» Work order: Repeat word for word, please, only the lines of the material from the one containing "3. Where is the shrub" through its final line, both ends included.

» Extracted material:
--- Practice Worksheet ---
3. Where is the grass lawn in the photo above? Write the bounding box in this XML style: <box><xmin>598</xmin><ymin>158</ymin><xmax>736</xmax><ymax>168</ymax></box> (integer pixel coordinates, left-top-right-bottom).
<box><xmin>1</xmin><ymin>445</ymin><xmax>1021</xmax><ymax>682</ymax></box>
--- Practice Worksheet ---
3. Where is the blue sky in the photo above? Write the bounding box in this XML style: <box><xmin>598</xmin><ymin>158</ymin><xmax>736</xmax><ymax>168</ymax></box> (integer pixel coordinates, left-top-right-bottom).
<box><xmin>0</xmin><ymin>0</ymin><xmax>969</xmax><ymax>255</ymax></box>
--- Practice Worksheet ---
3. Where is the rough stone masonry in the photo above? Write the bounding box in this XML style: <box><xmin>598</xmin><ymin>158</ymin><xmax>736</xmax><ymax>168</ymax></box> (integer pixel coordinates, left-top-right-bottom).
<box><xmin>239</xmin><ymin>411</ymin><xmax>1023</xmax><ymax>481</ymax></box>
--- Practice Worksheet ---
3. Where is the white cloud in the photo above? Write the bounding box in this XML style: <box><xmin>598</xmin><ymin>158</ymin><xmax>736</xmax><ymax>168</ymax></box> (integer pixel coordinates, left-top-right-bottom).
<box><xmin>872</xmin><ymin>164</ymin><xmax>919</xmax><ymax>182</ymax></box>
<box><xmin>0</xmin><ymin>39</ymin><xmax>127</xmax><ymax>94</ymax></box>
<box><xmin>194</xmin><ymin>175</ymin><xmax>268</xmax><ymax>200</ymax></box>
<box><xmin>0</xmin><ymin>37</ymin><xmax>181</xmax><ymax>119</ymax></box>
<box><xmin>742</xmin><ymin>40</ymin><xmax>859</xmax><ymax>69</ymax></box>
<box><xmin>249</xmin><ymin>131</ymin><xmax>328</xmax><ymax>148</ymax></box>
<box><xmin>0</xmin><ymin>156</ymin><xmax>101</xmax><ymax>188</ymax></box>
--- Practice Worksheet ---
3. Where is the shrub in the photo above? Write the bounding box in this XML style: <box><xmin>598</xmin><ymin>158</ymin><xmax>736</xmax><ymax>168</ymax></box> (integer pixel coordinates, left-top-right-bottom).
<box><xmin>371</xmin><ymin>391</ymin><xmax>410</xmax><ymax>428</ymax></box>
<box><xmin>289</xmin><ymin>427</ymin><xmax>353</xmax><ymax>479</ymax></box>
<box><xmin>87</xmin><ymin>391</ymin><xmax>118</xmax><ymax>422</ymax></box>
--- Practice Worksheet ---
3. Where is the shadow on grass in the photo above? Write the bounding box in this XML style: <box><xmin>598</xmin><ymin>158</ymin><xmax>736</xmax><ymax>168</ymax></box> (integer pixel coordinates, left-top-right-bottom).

» The completed task:
3. Where is the shrub in the photo above? Write the bounding box in this XML style: <box><xmin>598</xmin><ymin>158</ymin><xmax>736</xmax><ymax>168</ymax></box> (integer pixel coordinates, left-top-right-bottom).
<box><xmin>371</xmin><ymin>391</ymin><xmax>410</xmax><ymax>428</ymax></box>
<box><xmin>289</xmin><ymin>427</ymin><xmax>353</xmax><ymax>479</ymax></box>
<box><xmin>87</xmin><ymin>391</ymin><xmax>118</xmax><ymax>422</ymax></box>
--- Practice Worksheet ---
3. Where is the shadow on grass in the photo above? Write the bounding box in this XML style: <box><xmin>598</xmin><ymin>158</ymin><xmax>736</xmax><ymax>168</ymax></box> (integer pixel coordinates, left-top-right-bottom).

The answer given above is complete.